*** Document segment Section Begins ***

Caring for Barry - Jonathan’s story
For me, like many others, caring was not a life choice. It was the result of the circumstances in which I found myself.
Apart from the usual domestic nursing, I had little experience of caring full time and its significant impact. Until my partner Barry received his initial cancer diagnosis, my engagement with the medical profession had been minimal, restricted to the occasional visit to my GP and even rarer hospital visits. So the shock of our situation, both emotional and practical, was painful.
From my perspective as a carer, I found I was expected to run the gauntlet at various times of being ignored, tolerated and patronised, until my final incarnation of near sainthood.
At the time there seemed to be a universal expectation from the medical world that the would-be carer would somehow acquire by osmosis the nursing skills they were required to use over and above those provided by qualified health services. There was no training, not even guidance around what would be expected, at least until Barry’s palliative status was confirmed. Basic nursing advice, in my experience, was never to hand.
It wasn’t until Barry’s urgent admission to our local Hospice in December 2013 that I was treated with any sense of care and consideration. This was the first time that anyone had taken me aside, sat me down, handed me a cup of tea and asked the all important question ‘and how are you?’
Our experience of cancer care was mixed. We encountered bullying and insensitivity as well as touching humanity. From the idiotic and tactless handling of informing my partner of his cancer – a photograph of the growth was shown to him by a nurse immediately following his colonoscopy - to a consultant barking at him in 2010 when the cancer returned that he should have been more responsible, to a consultant surgeon’s unexpected and unwarranted advice that suing would be an unwise option, when no such action had been discussed or event considered.
When we were told that the cancer had spread to Barry’s lungs and he had only three months to live – he thankfully survived another four years- the way in which we were ushered out of the consulting room with such urgent haste and lack of regard for our wellbeing was breathtakingly crass.

*** Document segment Section Ends ***
*** Record extracts Section Begins ***

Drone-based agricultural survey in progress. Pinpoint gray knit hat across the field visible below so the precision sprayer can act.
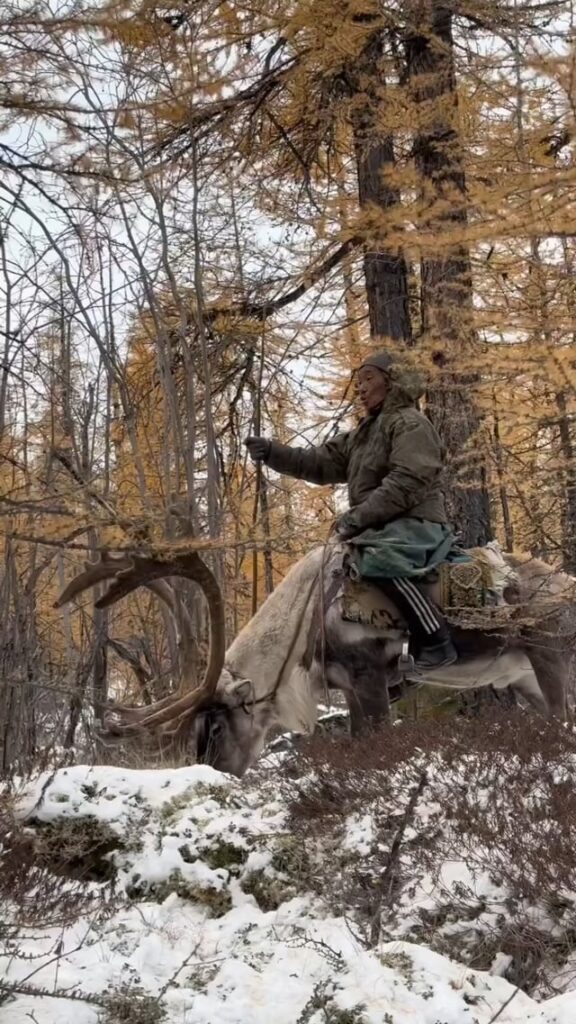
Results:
[358,352,394,374]
[358,352,425,401]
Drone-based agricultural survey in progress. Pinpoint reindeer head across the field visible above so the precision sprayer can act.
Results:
[56,550,264,775]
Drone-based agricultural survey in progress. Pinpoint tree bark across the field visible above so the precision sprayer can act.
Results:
[406,0,492,546]
[346,28,412,343]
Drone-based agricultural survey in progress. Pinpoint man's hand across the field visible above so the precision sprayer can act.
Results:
[244,437,271,462]
[334,513,358,541]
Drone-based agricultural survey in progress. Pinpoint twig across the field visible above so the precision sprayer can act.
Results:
[370,768,428,946]
[488,985,520,1024]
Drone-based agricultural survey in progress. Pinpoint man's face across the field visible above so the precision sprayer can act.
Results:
[356,367,389,413]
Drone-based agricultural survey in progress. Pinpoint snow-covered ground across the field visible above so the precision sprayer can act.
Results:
[0,766,576,1024]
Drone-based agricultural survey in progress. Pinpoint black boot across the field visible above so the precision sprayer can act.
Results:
[378,580,458,674]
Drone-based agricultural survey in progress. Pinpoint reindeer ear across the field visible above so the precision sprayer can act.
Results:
[232,679,254,703]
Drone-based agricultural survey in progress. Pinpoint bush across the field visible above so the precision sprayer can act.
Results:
[283,712,576,991]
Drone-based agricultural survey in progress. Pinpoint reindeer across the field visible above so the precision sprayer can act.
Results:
[56,543,575,776]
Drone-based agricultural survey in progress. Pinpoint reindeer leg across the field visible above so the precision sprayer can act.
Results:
[525,637,569,719]
[344,670,390,736]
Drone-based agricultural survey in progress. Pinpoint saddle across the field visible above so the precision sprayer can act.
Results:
[341,542,519,632]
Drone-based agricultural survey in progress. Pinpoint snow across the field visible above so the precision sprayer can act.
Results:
[0,766,576,1024]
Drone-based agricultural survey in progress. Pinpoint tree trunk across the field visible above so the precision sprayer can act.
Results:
[406,0,491,546]
[556,391,576,573]
[347,29,412,342]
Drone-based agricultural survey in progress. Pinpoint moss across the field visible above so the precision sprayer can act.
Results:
[271,836,311,882]
[98,985,166,1024]
[126,869,232,918]
[29,815,127,882]
[202,841,248,870]
[296,981,368,1024]
[240,870,296,911]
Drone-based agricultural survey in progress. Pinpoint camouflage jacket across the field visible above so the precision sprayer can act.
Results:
[265,379,446,532]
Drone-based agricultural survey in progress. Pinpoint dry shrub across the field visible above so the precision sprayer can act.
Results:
[0,793,112,934]
[284,712,576,988]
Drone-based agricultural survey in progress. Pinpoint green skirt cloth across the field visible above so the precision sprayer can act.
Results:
[347,517,469,580]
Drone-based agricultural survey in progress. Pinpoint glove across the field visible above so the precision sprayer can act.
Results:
[334,513,358,541]
[244,437,272,462]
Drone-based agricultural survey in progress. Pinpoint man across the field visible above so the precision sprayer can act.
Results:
[245,352,457,672]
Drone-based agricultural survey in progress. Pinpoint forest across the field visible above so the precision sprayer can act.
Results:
[0,0,576,770]
[5,0,576,1024]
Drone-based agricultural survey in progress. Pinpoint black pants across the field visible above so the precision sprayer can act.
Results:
[378,578,449,650]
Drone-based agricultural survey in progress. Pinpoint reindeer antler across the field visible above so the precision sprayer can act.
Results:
[55,550,225,738]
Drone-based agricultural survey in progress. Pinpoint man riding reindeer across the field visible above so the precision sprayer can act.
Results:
[245,352,457,673]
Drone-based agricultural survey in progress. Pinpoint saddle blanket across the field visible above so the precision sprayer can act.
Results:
[341,542,518,629]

*** Record extracts Section Ends ***

Your objective
Can you retype the part of Jonathan's story about caring for Barry from "Caring for Barry" to "practical, was painful.", word for word?

Task solution
Caring for Barry - Jonathan’s story
For me, like many others, caring was not a life choice. It was the result of the circumstances in which I found myself.
Apart from the usual domestic nursing, I had little experience of caring full time and its significant impact. Until my partner Barry received his initial cancer diagnosis, my engagement with the medical profession had been minimal, restricted to the occasional visit to my GP and even rarer hospital visits. So the shock of our situation, both emotional and practical, was painful.